··· RECORDS FOR THE EXERCISE
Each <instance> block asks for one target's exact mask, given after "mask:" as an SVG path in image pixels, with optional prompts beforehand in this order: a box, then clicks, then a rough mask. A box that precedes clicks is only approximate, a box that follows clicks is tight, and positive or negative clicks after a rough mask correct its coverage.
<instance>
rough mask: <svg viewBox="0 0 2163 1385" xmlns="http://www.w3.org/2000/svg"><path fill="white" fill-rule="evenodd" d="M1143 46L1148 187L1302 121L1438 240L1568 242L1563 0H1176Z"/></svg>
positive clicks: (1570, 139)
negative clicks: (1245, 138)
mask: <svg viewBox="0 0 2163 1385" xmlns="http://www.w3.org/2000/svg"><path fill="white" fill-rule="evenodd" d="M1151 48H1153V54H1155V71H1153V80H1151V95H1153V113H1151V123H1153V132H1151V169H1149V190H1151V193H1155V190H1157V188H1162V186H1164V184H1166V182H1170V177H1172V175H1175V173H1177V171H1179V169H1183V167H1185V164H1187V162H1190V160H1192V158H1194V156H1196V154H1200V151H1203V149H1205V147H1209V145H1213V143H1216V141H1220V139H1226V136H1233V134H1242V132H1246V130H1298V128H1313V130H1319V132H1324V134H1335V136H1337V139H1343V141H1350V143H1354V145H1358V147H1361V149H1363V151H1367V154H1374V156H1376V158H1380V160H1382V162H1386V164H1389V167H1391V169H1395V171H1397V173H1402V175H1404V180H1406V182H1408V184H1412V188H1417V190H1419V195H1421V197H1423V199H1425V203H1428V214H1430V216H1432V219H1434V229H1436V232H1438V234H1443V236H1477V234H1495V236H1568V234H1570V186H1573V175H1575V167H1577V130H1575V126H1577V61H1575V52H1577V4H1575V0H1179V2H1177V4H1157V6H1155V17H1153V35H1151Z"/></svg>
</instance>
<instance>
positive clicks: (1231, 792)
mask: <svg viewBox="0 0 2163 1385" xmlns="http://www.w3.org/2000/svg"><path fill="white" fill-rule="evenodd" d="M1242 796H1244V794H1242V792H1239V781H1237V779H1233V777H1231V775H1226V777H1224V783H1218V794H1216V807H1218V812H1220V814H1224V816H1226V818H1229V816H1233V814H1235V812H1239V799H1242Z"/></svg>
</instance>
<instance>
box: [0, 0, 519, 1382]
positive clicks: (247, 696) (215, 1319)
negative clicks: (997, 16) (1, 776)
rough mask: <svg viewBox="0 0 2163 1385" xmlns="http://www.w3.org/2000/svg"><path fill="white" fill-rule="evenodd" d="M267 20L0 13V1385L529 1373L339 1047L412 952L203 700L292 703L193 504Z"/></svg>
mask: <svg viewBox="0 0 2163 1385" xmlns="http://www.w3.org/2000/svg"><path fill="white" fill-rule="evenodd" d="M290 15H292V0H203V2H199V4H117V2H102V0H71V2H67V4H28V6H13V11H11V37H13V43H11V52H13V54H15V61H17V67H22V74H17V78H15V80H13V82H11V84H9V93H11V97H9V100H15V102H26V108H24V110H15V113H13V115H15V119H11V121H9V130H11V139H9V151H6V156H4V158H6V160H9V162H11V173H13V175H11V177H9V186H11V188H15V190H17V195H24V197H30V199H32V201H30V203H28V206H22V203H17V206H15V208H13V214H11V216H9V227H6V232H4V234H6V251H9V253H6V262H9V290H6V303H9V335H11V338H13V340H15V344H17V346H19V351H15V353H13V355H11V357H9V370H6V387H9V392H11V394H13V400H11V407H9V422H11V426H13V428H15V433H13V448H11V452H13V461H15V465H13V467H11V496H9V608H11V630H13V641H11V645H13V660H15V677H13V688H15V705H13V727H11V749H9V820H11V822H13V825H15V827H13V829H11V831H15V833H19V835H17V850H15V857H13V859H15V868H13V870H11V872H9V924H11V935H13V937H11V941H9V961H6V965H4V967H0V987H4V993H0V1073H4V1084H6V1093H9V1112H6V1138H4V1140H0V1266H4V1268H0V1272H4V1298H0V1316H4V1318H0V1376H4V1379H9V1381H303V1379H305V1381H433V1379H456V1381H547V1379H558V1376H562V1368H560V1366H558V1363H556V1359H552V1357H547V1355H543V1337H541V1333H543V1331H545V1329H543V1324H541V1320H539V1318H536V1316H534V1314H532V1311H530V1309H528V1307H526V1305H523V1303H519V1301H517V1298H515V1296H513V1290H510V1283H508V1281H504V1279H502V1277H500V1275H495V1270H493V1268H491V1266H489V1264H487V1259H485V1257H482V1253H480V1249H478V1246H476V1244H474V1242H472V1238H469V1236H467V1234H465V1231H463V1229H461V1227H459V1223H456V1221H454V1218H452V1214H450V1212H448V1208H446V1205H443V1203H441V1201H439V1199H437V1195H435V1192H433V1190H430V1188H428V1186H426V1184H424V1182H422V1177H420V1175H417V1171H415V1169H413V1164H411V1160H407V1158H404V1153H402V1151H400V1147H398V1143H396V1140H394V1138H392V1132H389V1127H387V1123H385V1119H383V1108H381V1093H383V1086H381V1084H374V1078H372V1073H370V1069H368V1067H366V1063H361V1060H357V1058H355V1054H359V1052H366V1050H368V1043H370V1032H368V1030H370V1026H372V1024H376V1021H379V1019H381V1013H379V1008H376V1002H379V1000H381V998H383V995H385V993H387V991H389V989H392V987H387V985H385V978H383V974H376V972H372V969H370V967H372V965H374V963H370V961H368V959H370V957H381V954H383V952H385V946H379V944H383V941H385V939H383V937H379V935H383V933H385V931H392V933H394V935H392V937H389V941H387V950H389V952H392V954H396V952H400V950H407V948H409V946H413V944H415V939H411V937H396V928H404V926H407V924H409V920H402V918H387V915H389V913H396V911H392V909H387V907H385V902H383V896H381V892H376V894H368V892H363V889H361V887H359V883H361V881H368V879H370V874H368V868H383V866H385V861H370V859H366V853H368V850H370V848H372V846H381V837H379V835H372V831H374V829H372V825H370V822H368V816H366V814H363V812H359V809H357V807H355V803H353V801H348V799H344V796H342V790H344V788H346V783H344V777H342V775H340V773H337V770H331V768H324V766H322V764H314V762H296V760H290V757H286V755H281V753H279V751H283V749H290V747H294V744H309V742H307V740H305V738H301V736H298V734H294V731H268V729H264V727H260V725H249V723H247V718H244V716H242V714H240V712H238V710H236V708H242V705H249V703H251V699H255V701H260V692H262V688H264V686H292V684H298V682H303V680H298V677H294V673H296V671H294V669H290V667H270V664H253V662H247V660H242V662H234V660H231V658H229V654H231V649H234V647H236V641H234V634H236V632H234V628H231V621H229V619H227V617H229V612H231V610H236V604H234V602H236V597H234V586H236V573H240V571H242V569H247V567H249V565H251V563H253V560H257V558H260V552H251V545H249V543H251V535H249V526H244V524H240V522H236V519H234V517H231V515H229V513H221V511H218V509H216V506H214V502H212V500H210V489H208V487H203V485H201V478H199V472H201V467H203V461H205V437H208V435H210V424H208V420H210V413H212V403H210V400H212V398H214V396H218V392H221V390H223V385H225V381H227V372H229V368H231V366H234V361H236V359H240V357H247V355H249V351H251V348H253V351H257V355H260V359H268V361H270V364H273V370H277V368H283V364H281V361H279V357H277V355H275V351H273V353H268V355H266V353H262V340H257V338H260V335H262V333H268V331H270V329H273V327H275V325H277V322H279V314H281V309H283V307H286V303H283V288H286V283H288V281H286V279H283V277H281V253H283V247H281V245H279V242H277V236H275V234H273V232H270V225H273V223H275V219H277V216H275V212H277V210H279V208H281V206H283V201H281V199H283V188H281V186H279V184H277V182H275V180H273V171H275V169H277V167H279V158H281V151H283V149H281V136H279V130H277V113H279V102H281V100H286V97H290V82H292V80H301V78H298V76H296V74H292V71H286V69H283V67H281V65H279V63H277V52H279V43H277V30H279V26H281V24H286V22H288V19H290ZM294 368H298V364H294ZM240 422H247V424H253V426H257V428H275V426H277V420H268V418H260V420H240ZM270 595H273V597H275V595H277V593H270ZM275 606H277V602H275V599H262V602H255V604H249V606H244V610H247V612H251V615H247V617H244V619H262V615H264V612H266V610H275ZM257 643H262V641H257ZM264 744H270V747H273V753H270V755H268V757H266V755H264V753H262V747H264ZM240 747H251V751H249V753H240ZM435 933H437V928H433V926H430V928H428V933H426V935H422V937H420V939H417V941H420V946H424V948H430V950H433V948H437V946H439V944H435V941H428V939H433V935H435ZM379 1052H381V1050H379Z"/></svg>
······
**YOUR ASSIGNMENT**
Word for word, reproduce the listing from its first line through the line that has "positive clicks: (1570, 139)" in it, and go no further.

**RESPONSE BELOW**
Each <instance> block asks for one target's exact mask, given after "mask:" as an SVG path in image pixels, with optional prompts beforehand in this order: a box, then clicks, then a rough mask. A box that precedes clicks is only approximate, a box that follows clicks is tight, and positive or negative clicks after a rough mask correct its coverage.
<instance>
rough mask: <svg viewBox="0 0 2163 1385" xmlns="http://www.w3.org/2000/svg"><path fill="white" fill-rule="evenodd" d="M1143 46L1148 187L1302 121L1438 240L1568 242L1563 0H1176Z"/></svg>
positive clicks: (1570, 139)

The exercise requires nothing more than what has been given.